Maj. Gilmor's cavalry detachment moved undetected through Baltimore County, Maryland, and into Harford County, Maryland. They first stopped at the General Store in Jerusalem Mill now popularly known as McCourtney's, capturing supplies and horses, and then arrived on the morning of July 11 at the Gunpowder River bridge, a railroad bridge near Magnolia Station, close to Joppa, Maryland, which belonged to the Philadelphia, Wilmington and Baltimore Railroad. Defending the railroad bridge at both ends were seventy troops from the 159th Ohio Infantry. Gilmor's troops captured two trains, one north- and one southbound, evacuated the passengers, captured supplies on the train, and set fire to one of the trains before backing it over and partially destroying the railroad trestle bridge. The telegraph communications lines were also cut along the bridge. Among the passengers captured on the northbound train was Union Maj. Gen. William B. Franklin, who was taken as a prisoner of war back to Virginia. After completing the actions at Magnolia Station, Gilmor's men headed back west, across Baltimore County, and stopped at Ady's Hotel, near Towson, Maryland to rest and refresh his men. Shortly afterward a large cavalry patrol from Baltimore arrived, which outnumbered Gilmor's men more than two to one. Gilmor attacked and defeated the Union cavalry patrol, and pursued them as far as Govanstown. Gilmor later claimed that if his men had not been so tired, he would have gone into Baltimore and captured the city. Gilmor's detachment then proceeded back through Green Spring Valley, to recover his prisoner, Gen. Franklin, who had escaped. After resting for a few hours, Gilmor's detachment rejoined Gen. Early's main forces as they crossed the Potomac River back into Virginia. On the 11th, the Confederates also burned the home of Maryland Governor Augustus Bradford. There is a state historic marker near the site.

## [Exercise data]

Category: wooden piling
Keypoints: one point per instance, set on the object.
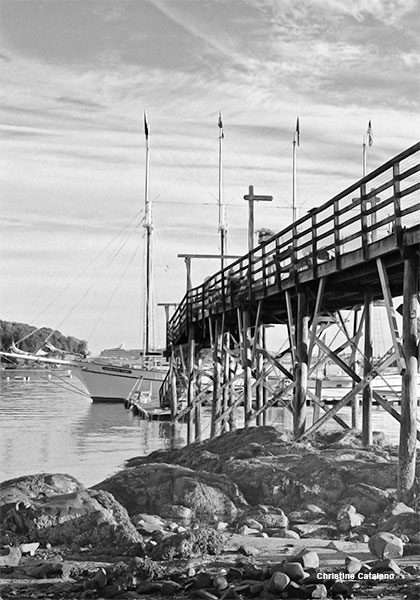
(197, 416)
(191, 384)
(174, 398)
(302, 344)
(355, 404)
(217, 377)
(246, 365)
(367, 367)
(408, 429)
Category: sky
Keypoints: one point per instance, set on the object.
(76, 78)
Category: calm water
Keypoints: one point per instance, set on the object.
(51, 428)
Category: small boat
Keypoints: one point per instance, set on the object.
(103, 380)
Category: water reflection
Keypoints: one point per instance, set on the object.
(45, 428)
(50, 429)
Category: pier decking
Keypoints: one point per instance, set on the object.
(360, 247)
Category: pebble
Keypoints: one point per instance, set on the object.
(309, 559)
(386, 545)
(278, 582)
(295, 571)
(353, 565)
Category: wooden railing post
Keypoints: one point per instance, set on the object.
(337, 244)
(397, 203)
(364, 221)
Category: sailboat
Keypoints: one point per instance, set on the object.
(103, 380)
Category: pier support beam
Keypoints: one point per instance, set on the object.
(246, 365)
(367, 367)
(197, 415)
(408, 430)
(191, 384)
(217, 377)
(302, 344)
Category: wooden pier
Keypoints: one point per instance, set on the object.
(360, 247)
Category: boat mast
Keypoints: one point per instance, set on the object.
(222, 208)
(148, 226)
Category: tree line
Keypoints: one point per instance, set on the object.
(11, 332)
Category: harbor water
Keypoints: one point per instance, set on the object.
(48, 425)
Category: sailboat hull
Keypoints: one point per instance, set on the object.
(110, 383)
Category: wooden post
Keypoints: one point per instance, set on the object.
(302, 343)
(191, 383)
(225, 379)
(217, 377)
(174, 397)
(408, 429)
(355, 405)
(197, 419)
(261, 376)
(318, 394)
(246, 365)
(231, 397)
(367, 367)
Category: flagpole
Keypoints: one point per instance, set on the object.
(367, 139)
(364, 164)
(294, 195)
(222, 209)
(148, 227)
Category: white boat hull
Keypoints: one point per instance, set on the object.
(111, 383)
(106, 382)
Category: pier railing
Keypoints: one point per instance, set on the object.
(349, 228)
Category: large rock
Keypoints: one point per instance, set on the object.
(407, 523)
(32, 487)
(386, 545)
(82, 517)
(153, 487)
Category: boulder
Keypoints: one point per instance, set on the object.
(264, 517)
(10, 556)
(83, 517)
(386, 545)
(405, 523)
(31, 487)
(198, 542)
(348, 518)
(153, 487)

...

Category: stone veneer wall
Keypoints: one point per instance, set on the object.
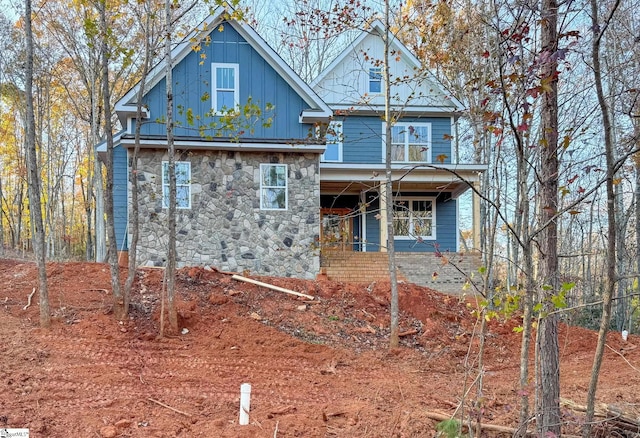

--

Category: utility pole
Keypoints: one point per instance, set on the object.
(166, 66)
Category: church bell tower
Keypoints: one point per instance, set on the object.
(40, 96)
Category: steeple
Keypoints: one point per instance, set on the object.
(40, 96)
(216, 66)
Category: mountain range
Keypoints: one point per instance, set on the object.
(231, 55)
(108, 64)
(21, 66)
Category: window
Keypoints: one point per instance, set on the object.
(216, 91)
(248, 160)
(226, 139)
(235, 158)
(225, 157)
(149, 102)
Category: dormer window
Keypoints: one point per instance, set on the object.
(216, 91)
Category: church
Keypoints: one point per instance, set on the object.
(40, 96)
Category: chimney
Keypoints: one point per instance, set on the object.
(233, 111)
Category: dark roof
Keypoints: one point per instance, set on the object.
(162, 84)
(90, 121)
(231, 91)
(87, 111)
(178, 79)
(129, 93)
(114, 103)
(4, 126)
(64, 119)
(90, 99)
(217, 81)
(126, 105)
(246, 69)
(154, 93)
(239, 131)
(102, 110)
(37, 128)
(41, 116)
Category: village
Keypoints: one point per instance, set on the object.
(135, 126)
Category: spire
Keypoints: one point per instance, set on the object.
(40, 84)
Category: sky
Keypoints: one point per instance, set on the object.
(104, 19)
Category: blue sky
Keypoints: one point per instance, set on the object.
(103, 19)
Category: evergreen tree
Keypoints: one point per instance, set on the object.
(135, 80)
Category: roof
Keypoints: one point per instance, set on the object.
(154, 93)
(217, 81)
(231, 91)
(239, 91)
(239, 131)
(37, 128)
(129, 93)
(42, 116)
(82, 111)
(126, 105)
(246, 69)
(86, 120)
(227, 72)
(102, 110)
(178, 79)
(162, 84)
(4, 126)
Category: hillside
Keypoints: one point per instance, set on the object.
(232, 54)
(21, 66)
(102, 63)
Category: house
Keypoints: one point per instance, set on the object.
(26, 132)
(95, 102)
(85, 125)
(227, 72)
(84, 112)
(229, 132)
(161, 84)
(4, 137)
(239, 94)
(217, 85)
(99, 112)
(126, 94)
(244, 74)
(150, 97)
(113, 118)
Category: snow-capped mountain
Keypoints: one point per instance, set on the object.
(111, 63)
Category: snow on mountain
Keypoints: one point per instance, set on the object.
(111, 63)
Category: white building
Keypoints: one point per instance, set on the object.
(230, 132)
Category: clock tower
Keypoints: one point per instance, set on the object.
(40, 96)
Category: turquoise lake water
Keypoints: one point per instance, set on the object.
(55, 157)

## [Task instructions]
Write what comes next in the account of Maj. Gilmor's cavalry raid through Maryland, picking up right after its final sentence.

## [Exercise output]
==Aftermath==
Only one man was lost in Gilmor's detachment during the raid, Sgt. Field, who was shot at point blank range by Ishmael Day in a dispute near Day's residence in the thirteenth district of Baltimore. Sgt. Field was leading Gilmor's advance guard and refused to pass under a Union flag on the Day residence. Ishmael Day suddenly shot Sgt. Field and fled, and Gilmor's main party proceeded to burn the Day residence in retaliation.